• **INSTRUCTIONS FOR THE TASK**:
Reproduce exactly the span of lines that opens with the line containing "Objective — one marker per instance of the hanging" and closes with the last line of the entries below.

• **RECORDED INFORMATION**:
**********
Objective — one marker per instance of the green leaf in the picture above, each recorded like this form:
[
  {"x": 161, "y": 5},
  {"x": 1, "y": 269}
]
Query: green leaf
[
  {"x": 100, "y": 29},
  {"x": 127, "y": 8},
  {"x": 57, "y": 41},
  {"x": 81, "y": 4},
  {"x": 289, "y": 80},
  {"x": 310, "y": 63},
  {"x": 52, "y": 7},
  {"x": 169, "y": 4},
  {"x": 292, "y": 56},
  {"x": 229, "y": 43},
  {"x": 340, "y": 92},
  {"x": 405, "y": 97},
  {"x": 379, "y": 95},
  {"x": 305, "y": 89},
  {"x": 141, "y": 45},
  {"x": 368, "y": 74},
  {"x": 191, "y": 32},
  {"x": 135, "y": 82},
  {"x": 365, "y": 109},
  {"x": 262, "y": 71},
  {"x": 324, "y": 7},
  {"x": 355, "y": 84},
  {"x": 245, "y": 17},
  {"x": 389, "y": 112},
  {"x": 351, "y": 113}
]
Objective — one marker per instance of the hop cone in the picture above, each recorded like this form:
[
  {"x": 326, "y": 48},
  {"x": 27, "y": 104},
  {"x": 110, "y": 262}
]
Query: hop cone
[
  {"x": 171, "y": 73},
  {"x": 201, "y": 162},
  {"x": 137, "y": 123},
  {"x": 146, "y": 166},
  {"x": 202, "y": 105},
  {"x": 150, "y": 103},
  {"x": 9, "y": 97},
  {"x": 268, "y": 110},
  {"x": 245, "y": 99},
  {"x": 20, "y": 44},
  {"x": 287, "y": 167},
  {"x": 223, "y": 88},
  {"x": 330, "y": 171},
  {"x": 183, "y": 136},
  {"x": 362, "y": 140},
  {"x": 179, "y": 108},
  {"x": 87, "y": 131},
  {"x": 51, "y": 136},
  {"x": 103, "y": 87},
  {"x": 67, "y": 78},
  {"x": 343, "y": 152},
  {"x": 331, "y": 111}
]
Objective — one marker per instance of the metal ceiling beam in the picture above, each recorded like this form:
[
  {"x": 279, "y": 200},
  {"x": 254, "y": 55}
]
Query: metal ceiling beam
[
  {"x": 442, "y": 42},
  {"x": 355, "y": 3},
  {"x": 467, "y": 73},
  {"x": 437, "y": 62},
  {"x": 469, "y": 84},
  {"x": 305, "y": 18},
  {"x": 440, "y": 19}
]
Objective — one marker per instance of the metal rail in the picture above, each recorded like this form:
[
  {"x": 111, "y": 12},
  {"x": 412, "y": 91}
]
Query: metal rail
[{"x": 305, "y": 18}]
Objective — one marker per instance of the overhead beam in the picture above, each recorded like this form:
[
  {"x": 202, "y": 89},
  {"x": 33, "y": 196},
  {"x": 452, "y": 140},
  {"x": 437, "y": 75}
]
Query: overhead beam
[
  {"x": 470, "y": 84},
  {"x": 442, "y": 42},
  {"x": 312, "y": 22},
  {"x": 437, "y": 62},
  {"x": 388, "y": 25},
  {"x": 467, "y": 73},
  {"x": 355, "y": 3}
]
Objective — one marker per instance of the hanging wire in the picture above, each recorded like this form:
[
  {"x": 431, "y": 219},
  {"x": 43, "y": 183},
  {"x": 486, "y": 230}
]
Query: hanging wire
**********
• **ANSWER SPACE**:
Objective — one marker per instance of the hanging wire in the picture above, each recorded like this form:
[
  {"x": 431, "y": 219},
  {"x": 43, "y": 183},
  {"x": 486, "y": 230}
]
Query: hanging wire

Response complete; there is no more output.